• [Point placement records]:
■ ■ ■ ■ ■
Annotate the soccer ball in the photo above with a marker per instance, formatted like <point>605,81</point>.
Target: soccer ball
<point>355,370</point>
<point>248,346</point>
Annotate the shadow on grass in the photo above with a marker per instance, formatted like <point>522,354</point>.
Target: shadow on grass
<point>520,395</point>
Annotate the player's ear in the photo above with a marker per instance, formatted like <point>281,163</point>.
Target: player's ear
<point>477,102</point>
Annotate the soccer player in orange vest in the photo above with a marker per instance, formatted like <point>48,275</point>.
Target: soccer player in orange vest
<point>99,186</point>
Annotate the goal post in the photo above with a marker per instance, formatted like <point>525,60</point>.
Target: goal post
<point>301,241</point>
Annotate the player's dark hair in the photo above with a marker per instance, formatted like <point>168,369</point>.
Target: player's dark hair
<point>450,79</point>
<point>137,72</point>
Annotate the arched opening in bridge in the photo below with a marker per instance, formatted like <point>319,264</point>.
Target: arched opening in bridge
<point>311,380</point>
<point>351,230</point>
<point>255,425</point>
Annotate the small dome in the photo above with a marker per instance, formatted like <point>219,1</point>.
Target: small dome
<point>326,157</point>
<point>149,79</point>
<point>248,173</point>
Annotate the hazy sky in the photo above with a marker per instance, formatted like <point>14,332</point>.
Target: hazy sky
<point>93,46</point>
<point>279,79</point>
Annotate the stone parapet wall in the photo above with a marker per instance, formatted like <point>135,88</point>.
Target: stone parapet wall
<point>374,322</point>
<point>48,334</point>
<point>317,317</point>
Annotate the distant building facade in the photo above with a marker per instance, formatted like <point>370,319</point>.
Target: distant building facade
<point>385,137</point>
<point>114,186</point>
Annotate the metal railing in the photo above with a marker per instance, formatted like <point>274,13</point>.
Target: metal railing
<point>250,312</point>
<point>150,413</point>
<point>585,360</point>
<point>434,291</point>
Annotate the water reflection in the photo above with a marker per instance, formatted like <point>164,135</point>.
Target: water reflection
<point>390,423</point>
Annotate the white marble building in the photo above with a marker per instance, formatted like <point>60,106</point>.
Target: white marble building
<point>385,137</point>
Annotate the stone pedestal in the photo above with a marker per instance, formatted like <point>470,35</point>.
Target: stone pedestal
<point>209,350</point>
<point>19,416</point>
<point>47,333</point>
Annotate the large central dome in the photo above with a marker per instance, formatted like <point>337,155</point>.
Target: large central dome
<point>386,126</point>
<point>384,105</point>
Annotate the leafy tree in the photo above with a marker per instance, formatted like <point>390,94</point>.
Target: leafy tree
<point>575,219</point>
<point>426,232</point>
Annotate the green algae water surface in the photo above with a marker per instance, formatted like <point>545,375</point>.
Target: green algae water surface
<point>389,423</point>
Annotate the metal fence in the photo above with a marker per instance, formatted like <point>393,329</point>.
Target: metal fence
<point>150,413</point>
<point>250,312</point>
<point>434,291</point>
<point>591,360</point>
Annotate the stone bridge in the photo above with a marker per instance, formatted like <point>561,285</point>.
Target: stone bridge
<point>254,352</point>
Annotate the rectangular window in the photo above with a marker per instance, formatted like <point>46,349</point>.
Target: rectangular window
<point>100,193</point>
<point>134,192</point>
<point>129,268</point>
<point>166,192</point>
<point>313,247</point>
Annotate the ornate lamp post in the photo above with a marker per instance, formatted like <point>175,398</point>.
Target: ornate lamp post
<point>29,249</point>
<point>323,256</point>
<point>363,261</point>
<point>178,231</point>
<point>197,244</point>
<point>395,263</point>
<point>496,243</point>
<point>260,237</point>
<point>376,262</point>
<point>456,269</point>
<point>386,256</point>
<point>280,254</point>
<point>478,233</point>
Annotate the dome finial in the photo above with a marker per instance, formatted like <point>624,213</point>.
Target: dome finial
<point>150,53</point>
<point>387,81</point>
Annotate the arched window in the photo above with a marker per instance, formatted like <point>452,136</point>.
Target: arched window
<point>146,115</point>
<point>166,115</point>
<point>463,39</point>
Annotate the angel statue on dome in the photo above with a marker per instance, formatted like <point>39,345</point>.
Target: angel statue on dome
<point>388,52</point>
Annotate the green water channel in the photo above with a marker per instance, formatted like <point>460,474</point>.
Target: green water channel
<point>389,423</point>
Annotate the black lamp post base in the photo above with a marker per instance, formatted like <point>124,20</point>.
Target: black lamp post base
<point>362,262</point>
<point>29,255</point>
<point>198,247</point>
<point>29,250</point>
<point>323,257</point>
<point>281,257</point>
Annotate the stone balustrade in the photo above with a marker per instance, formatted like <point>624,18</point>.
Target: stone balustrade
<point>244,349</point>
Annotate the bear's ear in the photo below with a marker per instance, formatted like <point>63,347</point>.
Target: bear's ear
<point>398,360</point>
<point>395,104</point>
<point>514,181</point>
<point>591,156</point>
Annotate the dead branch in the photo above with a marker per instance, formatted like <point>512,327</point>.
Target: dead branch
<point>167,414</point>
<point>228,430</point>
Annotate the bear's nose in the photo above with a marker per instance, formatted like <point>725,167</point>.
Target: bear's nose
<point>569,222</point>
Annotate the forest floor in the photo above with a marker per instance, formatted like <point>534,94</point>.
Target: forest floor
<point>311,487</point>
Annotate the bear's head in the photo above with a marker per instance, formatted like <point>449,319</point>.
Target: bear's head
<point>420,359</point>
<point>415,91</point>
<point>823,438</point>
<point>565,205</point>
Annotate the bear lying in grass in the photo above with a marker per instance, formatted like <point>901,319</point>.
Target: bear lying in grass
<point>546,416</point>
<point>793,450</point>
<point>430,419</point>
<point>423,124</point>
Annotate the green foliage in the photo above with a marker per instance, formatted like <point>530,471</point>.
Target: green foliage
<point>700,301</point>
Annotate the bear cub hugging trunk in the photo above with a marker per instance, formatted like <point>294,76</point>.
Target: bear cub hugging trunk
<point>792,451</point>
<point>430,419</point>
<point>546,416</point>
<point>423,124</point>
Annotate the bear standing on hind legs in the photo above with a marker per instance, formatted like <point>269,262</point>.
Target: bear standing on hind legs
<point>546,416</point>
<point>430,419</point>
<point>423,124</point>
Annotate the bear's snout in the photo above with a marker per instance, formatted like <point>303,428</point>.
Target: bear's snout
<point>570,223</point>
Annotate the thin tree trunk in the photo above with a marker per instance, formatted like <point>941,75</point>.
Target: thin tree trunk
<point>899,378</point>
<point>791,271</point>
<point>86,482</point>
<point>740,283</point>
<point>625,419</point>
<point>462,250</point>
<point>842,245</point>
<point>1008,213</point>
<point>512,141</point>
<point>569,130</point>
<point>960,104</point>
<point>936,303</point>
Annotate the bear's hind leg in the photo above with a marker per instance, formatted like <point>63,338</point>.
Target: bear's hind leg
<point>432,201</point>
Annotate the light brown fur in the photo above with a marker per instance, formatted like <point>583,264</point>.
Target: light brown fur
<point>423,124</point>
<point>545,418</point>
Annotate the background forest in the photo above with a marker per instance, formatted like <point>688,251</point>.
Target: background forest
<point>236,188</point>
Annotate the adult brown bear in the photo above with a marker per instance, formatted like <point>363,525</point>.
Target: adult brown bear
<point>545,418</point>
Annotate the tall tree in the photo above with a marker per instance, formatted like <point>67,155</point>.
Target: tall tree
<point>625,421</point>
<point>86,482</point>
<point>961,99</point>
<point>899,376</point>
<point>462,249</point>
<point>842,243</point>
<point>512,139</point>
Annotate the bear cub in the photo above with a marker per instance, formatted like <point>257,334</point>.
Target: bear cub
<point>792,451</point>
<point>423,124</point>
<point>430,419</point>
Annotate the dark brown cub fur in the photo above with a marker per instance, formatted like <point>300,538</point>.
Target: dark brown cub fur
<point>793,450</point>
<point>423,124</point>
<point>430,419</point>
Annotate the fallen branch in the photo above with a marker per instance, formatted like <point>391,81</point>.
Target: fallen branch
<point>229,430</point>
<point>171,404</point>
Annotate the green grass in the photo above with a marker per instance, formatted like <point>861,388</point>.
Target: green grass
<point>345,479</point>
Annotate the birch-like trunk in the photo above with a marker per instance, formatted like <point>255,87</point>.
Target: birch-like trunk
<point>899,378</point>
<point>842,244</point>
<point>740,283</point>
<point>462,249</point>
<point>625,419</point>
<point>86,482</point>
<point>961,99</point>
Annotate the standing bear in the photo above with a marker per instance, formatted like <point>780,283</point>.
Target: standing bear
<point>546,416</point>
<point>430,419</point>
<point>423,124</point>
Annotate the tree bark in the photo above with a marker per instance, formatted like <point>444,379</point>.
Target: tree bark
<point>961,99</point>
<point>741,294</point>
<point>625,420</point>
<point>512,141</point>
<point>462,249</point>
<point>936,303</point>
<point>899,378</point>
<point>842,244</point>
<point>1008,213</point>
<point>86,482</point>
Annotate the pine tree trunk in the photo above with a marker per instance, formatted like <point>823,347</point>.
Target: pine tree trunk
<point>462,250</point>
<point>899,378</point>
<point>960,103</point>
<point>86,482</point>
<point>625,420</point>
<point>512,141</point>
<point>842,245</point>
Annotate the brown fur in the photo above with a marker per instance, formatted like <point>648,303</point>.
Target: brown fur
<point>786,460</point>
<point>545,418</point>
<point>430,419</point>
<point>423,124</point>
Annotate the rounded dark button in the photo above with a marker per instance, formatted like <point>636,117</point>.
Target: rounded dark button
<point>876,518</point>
■ ■ ■ ■ ■
• [What is asked]:
Arrange the lines of the listing from the line containing "Annotate the goal" up to and including the line containing "<point>137,72</point>" as a JSON list of strings. Use one string per line and leave out any blank lines.

• [Written response]:
[
  "Annotate the goal post in the photo above with a marker per instance, formatted like <point>525,60</point>.",
  "Target: goal post",
  "<point>301,241</point>",
  "Annotate the player's dark hair in the photo above with a marker per instance, formatted like <point>168,369</point>.",
  "Target: player's dark hair",
  "<point>450,79</point>",
  "<point>137,72</point>"
]